> [TASK]: Everything in the entries below should be restated exactly, except for the pictures.

START PROVIDED DATA

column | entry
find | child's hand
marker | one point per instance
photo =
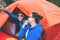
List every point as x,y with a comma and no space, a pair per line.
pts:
25,23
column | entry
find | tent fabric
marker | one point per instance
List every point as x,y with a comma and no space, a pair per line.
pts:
52,33
49,11
4,36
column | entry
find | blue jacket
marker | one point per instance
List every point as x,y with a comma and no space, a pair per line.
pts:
33,33
15,17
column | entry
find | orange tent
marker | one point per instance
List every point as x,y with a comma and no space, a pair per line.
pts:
49,11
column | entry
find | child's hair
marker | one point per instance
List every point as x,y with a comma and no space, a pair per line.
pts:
36,16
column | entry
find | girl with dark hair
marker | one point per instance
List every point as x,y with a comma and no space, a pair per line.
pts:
20,18
32,29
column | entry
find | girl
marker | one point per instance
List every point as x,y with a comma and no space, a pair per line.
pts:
32,29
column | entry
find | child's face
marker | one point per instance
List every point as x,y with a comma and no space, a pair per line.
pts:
20,17
31,19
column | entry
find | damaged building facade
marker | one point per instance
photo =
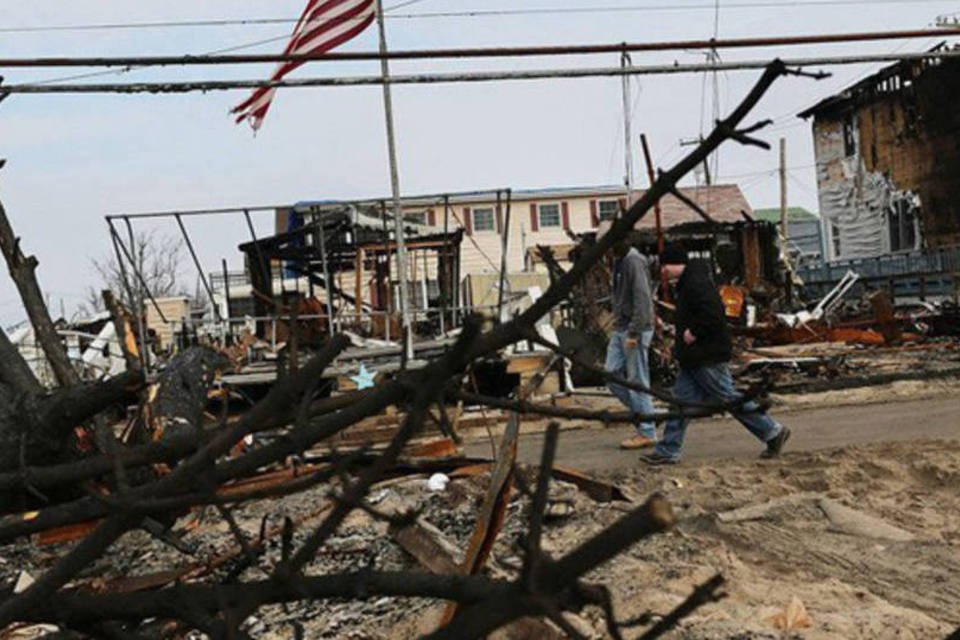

END PROVIDED DATA

> [EXERCISE RESPONSE]:
column | entry
find | child's hand
marker | one point per instance
photo =
List every point as x,y with a comma and no space, a pair per line.
pts:
25,23
column | entry
find | tent fabric
marker | one point per instance
List every point as x,y with a comma and no space, a pair per line.
pts:
52,33
49,11
4,36
column | entry
find | blue jacket
marker | one point per instance
List every point as x,y with a comma and no space, a pair per line.
pts:
33,33
15,17
column | entry
find | orange tent
marker | one point per instance
List every point as x,y with a comma and no space, a pair per line.
pts:
49,11
column | entry
find | child's hair
marker | one point per instance
List every point as x,y with a comma and no space, a pair per line.
pts:
36,16
column | entry
find | girl with dark hair
marker | one point per instance
List every point as x,y with a comma and no space, a pair per line.
pts:
20,18
32,29
column | entry
find | girl
marker | one point per instance
List every point as x,y with a comma and no space, a pair per line.
pts:
32,29
column | entry
find | child's face
marker | one point per instance
List every point as x,y with a comma and no space, a pair per line.
pts:
20,17
31,19
column | entry
find | damaged building facade
marker | one point per instance
photo =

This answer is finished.